Box-labeled dataset extracts
↓↓↓

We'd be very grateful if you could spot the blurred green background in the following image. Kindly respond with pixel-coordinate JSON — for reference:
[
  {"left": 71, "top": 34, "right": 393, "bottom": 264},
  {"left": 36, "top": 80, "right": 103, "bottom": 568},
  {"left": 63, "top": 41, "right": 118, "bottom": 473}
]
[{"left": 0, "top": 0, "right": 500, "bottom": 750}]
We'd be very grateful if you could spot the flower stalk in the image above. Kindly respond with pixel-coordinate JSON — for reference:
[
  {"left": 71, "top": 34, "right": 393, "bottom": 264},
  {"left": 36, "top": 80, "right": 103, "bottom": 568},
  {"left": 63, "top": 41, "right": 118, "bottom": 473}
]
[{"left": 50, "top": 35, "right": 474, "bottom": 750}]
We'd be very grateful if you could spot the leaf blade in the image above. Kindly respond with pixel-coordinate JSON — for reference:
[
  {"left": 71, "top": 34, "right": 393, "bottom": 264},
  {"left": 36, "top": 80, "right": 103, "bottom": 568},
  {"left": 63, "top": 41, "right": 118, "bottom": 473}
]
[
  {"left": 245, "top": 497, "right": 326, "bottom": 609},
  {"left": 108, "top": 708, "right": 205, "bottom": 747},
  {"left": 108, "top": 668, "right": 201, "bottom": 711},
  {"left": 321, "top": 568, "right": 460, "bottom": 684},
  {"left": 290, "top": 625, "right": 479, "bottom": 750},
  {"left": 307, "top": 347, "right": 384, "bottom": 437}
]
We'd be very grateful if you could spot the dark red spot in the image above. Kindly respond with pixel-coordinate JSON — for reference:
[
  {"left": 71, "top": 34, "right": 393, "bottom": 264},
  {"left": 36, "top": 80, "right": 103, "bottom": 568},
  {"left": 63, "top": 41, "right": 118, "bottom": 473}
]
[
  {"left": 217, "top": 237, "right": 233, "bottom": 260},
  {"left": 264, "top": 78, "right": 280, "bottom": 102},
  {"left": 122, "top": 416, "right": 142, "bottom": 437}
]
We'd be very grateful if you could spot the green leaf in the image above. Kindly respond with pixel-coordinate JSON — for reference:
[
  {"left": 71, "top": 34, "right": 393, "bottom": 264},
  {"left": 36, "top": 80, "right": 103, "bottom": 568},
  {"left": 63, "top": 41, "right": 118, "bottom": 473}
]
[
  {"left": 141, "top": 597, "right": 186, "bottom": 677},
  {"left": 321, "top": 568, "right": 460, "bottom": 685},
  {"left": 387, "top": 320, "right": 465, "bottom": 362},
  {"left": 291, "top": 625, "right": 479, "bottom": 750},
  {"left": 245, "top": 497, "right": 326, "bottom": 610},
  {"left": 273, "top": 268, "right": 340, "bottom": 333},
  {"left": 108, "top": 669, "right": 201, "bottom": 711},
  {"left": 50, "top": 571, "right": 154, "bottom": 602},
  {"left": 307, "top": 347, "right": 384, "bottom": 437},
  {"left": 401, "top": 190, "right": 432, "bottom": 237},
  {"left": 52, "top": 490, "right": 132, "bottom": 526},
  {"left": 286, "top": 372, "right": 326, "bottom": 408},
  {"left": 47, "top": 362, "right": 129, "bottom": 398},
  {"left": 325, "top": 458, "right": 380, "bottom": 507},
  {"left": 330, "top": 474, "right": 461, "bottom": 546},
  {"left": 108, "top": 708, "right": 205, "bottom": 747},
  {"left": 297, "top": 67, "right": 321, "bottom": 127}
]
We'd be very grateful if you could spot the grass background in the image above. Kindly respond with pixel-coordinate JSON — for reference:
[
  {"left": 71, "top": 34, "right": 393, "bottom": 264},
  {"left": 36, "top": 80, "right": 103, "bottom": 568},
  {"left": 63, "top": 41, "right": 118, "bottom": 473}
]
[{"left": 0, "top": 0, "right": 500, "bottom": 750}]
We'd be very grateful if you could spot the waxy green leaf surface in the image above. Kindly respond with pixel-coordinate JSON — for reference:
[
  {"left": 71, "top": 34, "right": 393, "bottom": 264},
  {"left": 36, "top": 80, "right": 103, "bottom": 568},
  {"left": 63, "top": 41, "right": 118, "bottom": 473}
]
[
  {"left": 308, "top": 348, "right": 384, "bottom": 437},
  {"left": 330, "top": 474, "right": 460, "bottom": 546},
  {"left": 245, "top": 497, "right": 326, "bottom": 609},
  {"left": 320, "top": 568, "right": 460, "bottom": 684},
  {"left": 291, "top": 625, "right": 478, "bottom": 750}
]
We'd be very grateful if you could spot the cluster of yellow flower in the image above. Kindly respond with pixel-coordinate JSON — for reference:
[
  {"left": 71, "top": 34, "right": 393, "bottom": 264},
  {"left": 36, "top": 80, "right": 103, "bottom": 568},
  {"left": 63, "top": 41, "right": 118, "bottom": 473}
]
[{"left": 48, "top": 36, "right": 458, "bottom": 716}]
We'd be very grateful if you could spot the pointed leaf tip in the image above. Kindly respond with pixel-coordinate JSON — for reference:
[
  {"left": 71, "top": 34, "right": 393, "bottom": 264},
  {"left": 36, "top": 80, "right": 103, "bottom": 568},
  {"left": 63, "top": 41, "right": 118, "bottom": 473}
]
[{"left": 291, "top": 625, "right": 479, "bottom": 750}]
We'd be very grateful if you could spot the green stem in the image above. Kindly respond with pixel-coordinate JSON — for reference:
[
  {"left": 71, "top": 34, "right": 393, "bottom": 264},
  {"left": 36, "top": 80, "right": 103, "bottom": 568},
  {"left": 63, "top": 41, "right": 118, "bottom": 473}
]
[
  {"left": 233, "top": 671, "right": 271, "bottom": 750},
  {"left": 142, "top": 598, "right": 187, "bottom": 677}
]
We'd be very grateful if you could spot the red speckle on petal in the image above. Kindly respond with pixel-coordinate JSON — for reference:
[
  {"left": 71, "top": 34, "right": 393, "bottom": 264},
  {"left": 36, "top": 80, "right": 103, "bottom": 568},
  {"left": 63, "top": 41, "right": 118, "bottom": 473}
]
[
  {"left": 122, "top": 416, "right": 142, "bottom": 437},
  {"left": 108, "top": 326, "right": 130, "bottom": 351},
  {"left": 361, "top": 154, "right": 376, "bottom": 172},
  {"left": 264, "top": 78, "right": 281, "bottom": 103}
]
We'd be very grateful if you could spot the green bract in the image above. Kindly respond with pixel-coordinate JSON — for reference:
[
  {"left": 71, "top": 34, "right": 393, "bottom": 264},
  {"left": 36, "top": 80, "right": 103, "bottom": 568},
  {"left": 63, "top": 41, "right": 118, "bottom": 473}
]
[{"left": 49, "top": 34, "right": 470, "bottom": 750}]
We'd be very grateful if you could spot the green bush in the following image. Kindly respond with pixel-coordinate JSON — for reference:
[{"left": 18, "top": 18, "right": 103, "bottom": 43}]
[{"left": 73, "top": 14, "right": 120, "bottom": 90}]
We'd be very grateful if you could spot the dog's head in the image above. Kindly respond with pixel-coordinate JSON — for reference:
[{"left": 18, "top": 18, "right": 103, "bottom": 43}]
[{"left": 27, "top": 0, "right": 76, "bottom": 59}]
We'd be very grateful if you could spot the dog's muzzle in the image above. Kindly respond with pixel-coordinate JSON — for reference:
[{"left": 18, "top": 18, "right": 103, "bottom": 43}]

↑↑↑

| Do this |
Can you set out every line of the items above as a Markdown table with the columns "Row" and "Item line," numbering each row and leaving out blank lines?

| Output for this task |
| Row | Item line |
|---|---|
| 1 | We'd be very grateful if you could spot the blurred green background in the following image. Kindly respond with pixel-coordinate JSON — for reference: |
| 2 | [ |
| 3 |   {"left": 71, "top": 34, "right": 393, "bottom": 264}, |
| 4 |   {"left": 36, "top": 80, "right": 103, "bottom": 568}, |
| 5 |   {"left": 63, "top": 41, "right": 118, "bottom": 473} |
| 6 | ] |
| 7 | [{"left": 0, "top": 0, "right": 500, "bottom": 750}] |
| 8 | We'd be very grateful if you could spot the flower stalk in the image above. Kindly respond with pixel-coordinate JSON — for reference: |
| 9 | [ |
| 10 |   {"left": 71, "top": 34, "right": 393, "bottom": 264}, |
| 11 |   {"left": 36, "top": 80, "right": 103, "bottom": 568}, |
| 12 |   {"left": 63, "top": 41, "right": 118, "bottom": 473} |
| 13 | ] |
| 14 | [{"left": 50, "top": 35, "right": 474, "bottom": 750}] |
| 15 | We'd be very grateful if you could spot the leaf blade in the image above. Kindly respond with pixel-coordinate JSON — for reference: |
| 16 | [ |
| 17 |   {"left": 71, "top": 34, "right": 393, "bottom": 264}, |
| 18 |   {"left": 36, "top": 80, "right": 103, "bottom": 568}, |
| 19 |   {"left": 63, "top": 41, "right": 118, "bottom": 473} |
| 20 | ] |
| 21 | [ |
| 22 |   {"left": 245, "top": 497, "right": 326, "bottom": 609}, |
| 23 |   {"left": 108, "top": 708, "right": 205, "bottom": 747}, |
| 24 |   {"left": 108, "top": 668, "right": 201, "bottom": 711}, |
| 25 |   {"left": 321, "top": 568, "right": 460, "bottom": 684}, |
| 26 |   {"left": 290, "top": 625, "right": 479, "bottom": 750}, |
| 27 |   {"left": 307, "top": 347, "right": 384, "bottom": 437} |
| 28 | ] |
| 29 | We'd be very grateful if you could spot the dark red spot in the image above. Kindly respond with pixel-coordinate JSON — for reference: |
| 30 | [ |
| 31 |   {"left": 71, "top": 34, "right": 393, "bottom": 264}, |
| 32 |   {"left": 36, "top": 80, "right": 103, "bottom": 568}, |
| 33 |   {"left": 63, "top": 41, "right": 118, "bottom": 473} |
| 34 | ] |
| 35 | [ |
| 36 |   {"left": 217, "top": 237, "right": 233, "bottom": 260}, |
| 37 |   {"left": 264, "top": 78, "right": 280, "bottom": 102}, |
| 38 |   {"left": 122, "top": 416, "right": 142, "bottom": 437} |
| 39 | ] |
| 40 | We'd be very grateful if you could spot the green leaf in the image above. Kindly respond with pixel-coordinate JSON — for reference: |
| 41 | [ |
| 42 |   {"left": 71, "top": 34, "right": 393, "bottom": 264}, |
| 43 |   {"left": 36, "top": 80, "right": 103, "bottom": 568}, |
| 44 |   {"left": 63, "top": 41, "right": 118, "bottom": 473} |
| 45 | ] |
| 46 | [ |
| 47 |   {"left": 141, "top": 597, "right": 186, "bottom": 677}, |
| 48 |   {"left": 321, "top": 568, "right": 460, "bottom": 685}, |
| 49 |   {"left": 387, "top": 320, "right": 465, "bottom": 362}, |
| 50 |   {"left": 291, "top": 625, "right": 479, "bottom": 750}, |
| 51 |   {"left": 245, "top": 497, "right": 326, "bottom": 610}, |
| 52 |   {"left": 273, "top": 268, "right": 340, "bottom": 333}, |
| 53 |   {"left": 108, "top": 669, "right": 201, "bottom": 711}, |
| 54 |   {"left": 50, "top": 571, "right": 154, "bottom": 602}, |
| 55 |   {"left": 307, "top": 347, "right": 384, "bottom": 437}, |
| 56 |   {"left": 401, "top": 190, "right": 432, "bottom": 237}, |
| 57 |   {"left": 52, "top": 490, "right": 132, "bottom": 526}, |
| 58 |   {"left": 286, "top": 372, "right": 326, "bottom": 408}, |
| 59 |   {"left": 47, "top": 362, "right": 129, "bottom": 398}, |
| 60 |   {"left": 325, "top": 458, "right": 380, "bottom": 507}, |
| 61 |   {"left": 330, "top": 474, "right": 461, "bottom": 546}, |
| 62 |   {"left": 108, "top": 708, "right": 205, "bottom": 747}, |
| 63 |   {"left": 297, "top": 67, "right": 321, "bottom": 127} |
| 64 | ] |
| 65 | We'd be very grateful if you could spot the grass background in the image above. Kindly respond with pixel-coordinate JSON — for reference: |
| 66 | [ |
| 67 |   {"left": 71, "top": 34, "right": 393, "bottom": 264}, |
| 68 |   {"left": 36, "top": 80, "right": 103, "bottom": 568}, |
| 69 |   {"left": 63, "top": 41, "right": 118, "bottom": 473} |
| 70 | ] |
| 71 | [{"left": 0, "top": 0, "right": 500, "bottom": 750}] |
| 72 | We'd be very grateful if you could spot the waxy green leaf surface in the image above. Kindly respond with pixel-coordinate JSON — for reference: |
| 73 | [ |
| 74 |   {"left": 71, "top": 34, "right": 393, "bottom": 264}, |
| 75 |   {"left": 36, "top": 80, "right": 103, "bottom": 568}, |
| 76 |   {"left": 63, "top": 41, "right": 118, "bottom": 473} |
| 77 | ] |
| 78 | [ |
| 79 |   {"left": 308, "top": 348, "right": 384, "bottom": 437}, |
| 80 |   {"left": 330, "top": 474, "right": 460, "bottom": 546}, |
| 81 |   {"left": 245, "top": 497, "right": 326, "bottom": 609}, |
| 82 |   {"left": 320, "top": 568, "right": 460, "bottom": 684}, |
| 83 |   {"left": 291, "top": 625, "right": 478, "bottom": 750} |
| 84 | ] |
| 85 | We'd be very grateful if you could spot the cluster of yellow flower in the image above. Kindly respond with pixel-coordinate JSON — for reference: |
| 86 | [ |
| 87 |   {"left": 71, "top": 34, "right": 393, "bottom": 264}, |
| 88 |   {"left": 36, "top": 80, "right": 103, "bottom": 568}, |
| 89 |   {"left": 63, "top": 41, "right": 118, "bottom": 473} |
| 90 | ] |
| 91 | [{"left": 48, "top": 36, "right": 458, "bottom": 716}] |
| 92 | We'd be very grateful if you could spot the pointed leaf tip in the image above. Kindly respond with pixel-coordinate JSON — for reference: |
| 93 | [ |
| 94 |   {"left": 71, "top": 34, "right": 393, "bottom": 264}, |
| 95 |   {"left": 36, "top": 80, "right": 103, "bottom": 568}, |
| 96 |   {"left": 63, "top": 41, "right": 118, "bottom": 473} |
| 97 | ] |
| 98 | [{"left": 291, "top": 625, "right": 479, "bottom": 750}] |
| 99 | We'd be very grateful if you could spot the green stem in the image above. Kindly respond with pixel-coordinate JSON — for reference: |
| 100 | [ |
| 101 |   {"left": 71, "top": 34, "right": 393, "bottom": 264}, |
| 102 |   {"left": 36, "top": 80, "right": 103, "bottom": 568}, |
| 103 |   {"left": 63, "top": 41, "right": 118, "bottom": 473} |
| 104 | ] |
| 105 | [ |
| 106 |   {"left": 233, "top": 671, "right": 271, "bottom": 750}, |
| 107 |   {"left": 142, "top": 598, "right": 187, "bottom": 677} |
| 108 | ] |
| 109 | We'd be very grateful if you could spot the red speckle on petal in the image above. Kindly respond with pixel-coordinate JSON — for reference: |
| 110 | [ |
| 111 |   {"left": 71, "top": 34, "right": 393, "bottom": 264}, |
| 112 |   {"left": 36, "top": 80, "right": 103, "bottom": 568}, |
| 113 |   {"left": 63, "top": 41, "right": 118, "bottom": 473} |
| 114 | ] |
| 115 | [ |
| 116 |   {"left": 122, "top": 416, "right": 142, "bottom": 437}, |
| 117 |   {"left": 108, "top": 326, "right": 130, "bottom": 351}, |
| 118 |   {"left": 361, "top": 154, "right": 376, "bottom": 172}, |
| 119 |   {"left": 264, "top": 78, "right": 281, "bottom": 103} |
| 120 | ] |
| 121 | We'd be very grateful if you could spot the green bract in the image above. Kindly respond with pixel-coordinate JSON — for reference: |
| 122 | [ |
| 123 |   {"left": 71, "top": 34, "right": 393, "bottom": 264}, |
| 124 |   {"left": 36, "top": 80, "right": 103, "bottom": 568}, |
| 125 |   {"left": 63, "top": 41, "right": 118, "bottom": 473} |
| 126 | ] |
| 127 | [{"left": 49, "top": 34, "right": 470, "bottom": 750}] |
| 128 | We'd be very grateful if you could spot the green bush in the following image. Kindly respond with pixel-coordinate JSON — for reference: |
| 129 | [{"left": 18, "top": 18, "right": 103, "bottom": 43}] |
| 130 | [{"left": 73, "top": 14, "right": 120, "bottom": 90}] |
| 131 | We'd be very grateful if you could spot the dog's head in the image above. Kindly respond with pixel-coordinate JSON — for reference: |
| 132 | [{"left": 18, "top": 18, "right": 103, "bottom": 43}] |
| 133 | [{"left": 27, "top": 0, "right": 76, "bottom": 59}] |
| 134 | We'd be very grateful if you could spot the dog's muzzle in the image above. Kindly respond with pixel-coordinate JSON — for reference: |
| 135 | [{"left": 18, "top": 18, "right": 103, "bottom": 43}] |